> PROBLEM REQUIREMENTS
Every line of the records that contains the string "each" counts once; give the total and nothing else.

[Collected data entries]

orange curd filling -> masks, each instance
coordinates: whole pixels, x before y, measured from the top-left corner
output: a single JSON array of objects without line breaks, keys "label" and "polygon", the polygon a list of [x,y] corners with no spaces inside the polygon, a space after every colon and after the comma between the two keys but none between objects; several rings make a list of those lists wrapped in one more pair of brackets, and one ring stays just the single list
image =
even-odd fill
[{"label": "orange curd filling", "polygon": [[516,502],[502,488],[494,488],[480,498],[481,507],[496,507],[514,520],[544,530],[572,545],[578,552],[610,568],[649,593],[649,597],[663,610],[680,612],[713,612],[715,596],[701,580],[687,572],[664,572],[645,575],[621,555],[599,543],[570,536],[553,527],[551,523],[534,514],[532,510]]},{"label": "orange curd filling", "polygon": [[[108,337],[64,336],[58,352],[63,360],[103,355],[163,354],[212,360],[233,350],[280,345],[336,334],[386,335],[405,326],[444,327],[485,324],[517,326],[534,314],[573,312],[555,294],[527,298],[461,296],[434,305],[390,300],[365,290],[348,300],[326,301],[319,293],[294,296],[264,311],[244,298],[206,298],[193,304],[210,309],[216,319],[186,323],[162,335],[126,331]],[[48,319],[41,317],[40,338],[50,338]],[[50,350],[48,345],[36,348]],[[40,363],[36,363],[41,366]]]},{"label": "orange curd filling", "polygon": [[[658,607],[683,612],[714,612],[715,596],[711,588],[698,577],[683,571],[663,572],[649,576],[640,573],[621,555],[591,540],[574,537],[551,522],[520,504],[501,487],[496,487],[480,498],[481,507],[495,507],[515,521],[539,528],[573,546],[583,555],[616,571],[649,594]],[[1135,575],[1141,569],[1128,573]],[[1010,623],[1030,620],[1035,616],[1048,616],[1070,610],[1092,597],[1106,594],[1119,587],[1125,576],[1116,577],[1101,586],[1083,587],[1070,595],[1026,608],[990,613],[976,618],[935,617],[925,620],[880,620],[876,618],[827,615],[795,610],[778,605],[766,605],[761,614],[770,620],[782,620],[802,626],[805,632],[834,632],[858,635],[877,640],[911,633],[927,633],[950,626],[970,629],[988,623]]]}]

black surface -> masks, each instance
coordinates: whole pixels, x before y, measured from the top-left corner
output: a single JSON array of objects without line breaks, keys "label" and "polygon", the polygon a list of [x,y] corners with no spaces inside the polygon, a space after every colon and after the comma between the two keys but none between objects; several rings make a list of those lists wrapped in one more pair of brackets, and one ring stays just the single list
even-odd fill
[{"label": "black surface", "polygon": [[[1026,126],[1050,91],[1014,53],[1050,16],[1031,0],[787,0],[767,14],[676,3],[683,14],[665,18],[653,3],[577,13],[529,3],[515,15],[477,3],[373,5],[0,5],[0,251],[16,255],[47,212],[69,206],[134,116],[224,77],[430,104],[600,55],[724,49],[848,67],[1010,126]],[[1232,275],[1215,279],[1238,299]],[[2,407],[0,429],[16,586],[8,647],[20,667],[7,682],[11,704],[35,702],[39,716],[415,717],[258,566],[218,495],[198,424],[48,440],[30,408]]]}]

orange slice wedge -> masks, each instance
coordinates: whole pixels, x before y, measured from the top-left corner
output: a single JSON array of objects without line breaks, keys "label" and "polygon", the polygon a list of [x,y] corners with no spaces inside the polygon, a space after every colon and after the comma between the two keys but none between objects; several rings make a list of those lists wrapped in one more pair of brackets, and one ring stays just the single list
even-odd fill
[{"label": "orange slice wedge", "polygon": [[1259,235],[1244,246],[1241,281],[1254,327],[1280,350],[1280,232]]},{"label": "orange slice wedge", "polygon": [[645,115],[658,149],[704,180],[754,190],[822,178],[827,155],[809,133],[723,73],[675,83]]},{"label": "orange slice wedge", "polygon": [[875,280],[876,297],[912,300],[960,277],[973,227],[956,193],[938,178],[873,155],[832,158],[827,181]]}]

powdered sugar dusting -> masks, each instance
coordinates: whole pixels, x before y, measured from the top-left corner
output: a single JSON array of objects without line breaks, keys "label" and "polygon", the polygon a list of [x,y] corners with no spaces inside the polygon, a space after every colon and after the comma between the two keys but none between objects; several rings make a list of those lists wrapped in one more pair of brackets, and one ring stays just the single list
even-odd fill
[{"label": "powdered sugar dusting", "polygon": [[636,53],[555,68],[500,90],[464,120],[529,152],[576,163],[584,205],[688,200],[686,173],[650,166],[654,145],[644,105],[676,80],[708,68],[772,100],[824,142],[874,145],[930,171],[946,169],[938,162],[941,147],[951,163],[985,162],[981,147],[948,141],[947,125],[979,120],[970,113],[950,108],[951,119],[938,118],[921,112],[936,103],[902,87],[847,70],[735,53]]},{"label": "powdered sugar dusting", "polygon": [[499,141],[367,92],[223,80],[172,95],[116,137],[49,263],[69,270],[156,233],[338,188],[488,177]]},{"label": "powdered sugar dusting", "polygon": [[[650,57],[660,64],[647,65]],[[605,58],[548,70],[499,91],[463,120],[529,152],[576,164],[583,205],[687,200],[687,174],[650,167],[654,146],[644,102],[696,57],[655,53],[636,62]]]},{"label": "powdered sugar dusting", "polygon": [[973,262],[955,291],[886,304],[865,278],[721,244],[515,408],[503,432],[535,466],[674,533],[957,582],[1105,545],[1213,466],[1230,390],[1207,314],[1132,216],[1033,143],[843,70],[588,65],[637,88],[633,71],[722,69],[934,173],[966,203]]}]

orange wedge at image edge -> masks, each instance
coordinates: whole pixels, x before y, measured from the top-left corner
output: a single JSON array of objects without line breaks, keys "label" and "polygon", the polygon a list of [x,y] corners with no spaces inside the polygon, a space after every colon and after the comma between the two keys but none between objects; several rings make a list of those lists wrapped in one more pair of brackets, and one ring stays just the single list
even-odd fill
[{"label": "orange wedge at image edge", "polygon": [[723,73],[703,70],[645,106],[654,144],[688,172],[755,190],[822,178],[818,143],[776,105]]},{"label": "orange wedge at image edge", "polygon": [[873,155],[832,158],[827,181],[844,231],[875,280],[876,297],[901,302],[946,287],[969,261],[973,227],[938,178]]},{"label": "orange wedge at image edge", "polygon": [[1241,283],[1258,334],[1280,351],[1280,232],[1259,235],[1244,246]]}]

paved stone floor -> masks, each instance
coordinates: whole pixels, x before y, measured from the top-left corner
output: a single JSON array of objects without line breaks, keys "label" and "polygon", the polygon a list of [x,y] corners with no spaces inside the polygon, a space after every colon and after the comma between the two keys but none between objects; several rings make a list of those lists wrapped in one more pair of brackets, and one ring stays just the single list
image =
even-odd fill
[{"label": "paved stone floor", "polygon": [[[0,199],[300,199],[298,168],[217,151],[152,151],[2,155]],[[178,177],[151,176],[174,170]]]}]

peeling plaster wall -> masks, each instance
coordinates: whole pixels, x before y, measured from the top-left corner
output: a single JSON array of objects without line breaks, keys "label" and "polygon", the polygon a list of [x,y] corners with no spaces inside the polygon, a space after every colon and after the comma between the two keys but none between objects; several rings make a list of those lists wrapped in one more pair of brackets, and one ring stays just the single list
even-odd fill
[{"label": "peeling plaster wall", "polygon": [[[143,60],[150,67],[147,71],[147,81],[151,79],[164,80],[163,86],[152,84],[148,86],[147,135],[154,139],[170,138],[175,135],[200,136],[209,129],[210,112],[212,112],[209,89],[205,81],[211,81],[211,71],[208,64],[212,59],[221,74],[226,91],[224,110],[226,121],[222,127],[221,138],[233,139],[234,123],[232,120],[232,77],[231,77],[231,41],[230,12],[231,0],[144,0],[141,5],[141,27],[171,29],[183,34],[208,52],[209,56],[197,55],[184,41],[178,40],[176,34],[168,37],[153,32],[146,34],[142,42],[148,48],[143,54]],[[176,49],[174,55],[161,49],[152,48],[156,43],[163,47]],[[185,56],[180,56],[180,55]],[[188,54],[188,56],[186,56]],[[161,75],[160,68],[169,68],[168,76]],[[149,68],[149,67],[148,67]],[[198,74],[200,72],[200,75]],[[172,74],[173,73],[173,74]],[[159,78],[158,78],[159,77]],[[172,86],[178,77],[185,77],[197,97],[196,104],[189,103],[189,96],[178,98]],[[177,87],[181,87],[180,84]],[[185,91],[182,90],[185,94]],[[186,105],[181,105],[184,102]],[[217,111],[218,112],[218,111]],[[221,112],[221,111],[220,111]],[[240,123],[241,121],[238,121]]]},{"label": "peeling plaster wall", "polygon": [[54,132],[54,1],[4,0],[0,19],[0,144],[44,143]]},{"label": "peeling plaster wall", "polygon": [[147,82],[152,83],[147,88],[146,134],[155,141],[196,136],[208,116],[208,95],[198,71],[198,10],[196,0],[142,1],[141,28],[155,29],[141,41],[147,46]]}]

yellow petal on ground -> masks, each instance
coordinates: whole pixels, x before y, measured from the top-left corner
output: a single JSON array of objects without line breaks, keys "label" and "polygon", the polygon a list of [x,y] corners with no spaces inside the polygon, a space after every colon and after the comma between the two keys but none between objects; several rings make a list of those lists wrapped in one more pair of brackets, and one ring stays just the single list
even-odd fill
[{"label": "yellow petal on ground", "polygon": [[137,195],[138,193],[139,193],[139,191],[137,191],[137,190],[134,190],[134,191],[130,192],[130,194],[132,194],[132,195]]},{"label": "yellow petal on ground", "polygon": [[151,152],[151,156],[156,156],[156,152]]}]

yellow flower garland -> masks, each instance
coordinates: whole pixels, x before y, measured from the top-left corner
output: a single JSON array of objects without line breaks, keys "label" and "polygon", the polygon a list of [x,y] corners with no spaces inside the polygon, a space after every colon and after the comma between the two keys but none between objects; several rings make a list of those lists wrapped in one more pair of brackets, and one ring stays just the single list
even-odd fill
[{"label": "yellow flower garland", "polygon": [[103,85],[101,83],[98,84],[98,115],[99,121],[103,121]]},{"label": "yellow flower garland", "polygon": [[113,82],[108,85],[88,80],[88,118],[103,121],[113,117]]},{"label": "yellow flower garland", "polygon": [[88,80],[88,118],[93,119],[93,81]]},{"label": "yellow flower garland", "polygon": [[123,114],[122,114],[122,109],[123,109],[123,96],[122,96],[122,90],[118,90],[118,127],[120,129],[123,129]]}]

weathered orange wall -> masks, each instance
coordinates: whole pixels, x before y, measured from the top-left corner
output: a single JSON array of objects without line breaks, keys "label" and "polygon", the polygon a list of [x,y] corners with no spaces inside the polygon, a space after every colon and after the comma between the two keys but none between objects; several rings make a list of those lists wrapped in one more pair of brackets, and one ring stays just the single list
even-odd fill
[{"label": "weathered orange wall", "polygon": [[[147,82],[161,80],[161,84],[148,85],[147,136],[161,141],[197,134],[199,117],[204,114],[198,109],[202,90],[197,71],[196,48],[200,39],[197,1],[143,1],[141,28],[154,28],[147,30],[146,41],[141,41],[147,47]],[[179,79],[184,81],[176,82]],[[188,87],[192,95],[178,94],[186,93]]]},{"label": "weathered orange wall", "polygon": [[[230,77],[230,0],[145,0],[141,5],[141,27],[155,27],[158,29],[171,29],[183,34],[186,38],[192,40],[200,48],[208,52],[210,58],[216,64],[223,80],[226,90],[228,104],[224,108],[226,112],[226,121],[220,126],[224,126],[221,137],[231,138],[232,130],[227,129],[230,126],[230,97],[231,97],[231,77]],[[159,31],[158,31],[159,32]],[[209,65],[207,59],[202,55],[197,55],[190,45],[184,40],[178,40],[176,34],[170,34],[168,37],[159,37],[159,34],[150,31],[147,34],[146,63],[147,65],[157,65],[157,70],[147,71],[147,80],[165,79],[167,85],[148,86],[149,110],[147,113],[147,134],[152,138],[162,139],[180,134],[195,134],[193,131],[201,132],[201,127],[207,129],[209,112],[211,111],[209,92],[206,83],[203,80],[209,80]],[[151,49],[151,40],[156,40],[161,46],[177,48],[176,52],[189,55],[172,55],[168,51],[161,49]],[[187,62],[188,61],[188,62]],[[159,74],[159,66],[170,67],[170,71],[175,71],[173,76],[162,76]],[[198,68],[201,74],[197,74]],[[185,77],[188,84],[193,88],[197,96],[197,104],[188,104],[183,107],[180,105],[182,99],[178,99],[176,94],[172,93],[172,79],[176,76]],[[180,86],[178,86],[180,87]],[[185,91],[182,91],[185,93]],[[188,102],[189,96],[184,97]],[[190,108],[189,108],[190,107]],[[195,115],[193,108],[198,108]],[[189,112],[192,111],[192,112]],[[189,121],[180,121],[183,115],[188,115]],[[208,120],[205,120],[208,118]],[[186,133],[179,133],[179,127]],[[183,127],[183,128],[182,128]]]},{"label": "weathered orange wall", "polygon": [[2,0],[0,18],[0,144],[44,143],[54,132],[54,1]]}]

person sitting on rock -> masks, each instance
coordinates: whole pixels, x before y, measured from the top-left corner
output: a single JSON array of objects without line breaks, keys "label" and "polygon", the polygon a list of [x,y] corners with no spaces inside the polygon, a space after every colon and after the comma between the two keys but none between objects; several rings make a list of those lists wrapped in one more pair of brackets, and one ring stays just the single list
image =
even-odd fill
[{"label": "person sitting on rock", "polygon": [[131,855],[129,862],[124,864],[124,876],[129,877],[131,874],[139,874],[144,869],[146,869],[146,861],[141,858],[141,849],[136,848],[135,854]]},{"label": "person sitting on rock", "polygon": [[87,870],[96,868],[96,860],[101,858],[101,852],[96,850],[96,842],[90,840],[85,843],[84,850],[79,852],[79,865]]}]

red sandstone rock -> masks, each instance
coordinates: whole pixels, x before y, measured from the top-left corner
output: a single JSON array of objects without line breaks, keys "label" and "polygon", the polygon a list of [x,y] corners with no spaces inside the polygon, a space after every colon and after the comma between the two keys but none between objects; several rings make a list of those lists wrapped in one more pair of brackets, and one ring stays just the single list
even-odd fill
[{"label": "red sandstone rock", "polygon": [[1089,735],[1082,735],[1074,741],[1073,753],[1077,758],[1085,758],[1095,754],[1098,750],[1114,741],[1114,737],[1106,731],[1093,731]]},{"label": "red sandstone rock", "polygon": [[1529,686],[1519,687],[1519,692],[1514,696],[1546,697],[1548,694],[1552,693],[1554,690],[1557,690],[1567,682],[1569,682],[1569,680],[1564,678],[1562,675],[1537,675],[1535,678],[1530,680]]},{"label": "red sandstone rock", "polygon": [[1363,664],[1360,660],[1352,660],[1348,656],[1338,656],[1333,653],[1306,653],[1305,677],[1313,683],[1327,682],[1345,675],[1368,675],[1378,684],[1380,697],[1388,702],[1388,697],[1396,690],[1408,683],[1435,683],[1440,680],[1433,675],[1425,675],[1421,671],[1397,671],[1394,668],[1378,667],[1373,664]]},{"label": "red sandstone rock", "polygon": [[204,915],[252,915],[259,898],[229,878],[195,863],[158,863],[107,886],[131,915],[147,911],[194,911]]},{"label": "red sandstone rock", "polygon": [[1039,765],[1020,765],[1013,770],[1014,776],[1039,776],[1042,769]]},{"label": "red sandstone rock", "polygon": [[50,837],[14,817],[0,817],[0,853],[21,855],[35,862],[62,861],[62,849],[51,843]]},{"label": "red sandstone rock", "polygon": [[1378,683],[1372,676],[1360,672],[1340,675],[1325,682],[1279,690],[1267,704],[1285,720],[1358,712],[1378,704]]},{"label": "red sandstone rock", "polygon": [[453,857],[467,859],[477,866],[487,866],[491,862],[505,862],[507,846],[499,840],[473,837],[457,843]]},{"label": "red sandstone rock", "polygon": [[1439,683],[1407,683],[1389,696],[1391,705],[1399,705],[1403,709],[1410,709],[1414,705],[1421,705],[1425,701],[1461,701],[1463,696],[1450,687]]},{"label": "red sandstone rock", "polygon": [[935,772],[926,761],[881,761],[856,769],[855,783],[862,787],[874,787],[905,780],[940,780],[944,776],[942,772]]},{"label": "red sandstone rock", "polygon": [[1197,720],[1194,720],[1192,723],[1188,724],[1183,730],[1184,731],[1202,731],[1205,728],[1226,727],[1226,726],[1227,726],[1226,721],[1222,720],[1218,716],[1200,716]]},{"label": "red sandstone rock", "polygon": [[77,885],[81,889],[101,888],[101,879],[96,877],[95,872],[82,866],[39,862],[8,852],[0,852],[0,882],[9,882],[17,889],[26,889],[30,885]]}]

> TASK OUTPUT
12